Every entry in the data below needs to be repeated exactly.

[Saved entries]
<<<<

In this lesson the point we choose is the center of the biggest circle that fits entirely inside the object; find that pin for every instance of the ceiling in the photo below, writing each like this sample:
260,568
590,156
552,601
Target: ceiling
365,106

>>>>

■ **Output of the task**:
In this lesson the point we choose is the center of the biggest circle that fits entirely inside the object; find that pin for every instance of the ceiling in the photo below, writing each like this sample:
260,568
590,156
552,601
Target: ceiling
365,106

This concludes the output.